[Begin]
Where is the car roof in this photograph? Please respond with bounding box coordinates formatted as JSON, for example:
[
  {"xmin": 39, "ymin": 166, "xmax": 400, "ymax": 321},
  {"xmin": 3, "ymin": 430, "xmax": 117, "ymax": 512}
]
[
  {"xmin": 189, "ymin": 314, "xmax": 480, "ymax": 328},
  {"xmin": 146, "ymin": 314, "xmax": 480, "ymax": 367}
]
[End]
*To be done*: Can you write out the entries again with "car roof" changed to "vehicle roof" and nothing else altered?

*Written response*:
Where is the vehicle roof in this photograph? Please respond with bounding box coordinates formatted as JSON, for example:
[
  {"xmin": 39, "ymin": 166, "xmax": 400, "ymax": 321},
  {"xmin": 3, "ymin": 430, "xmax": 117, "ymax": 512}
]
[
  {"xmin": 189, "ymin": 314, "xmax": 480, "ymax": 328},
  {"xmin": 146, "ymin": 314, "xmax": 480, "ymax": 367}
]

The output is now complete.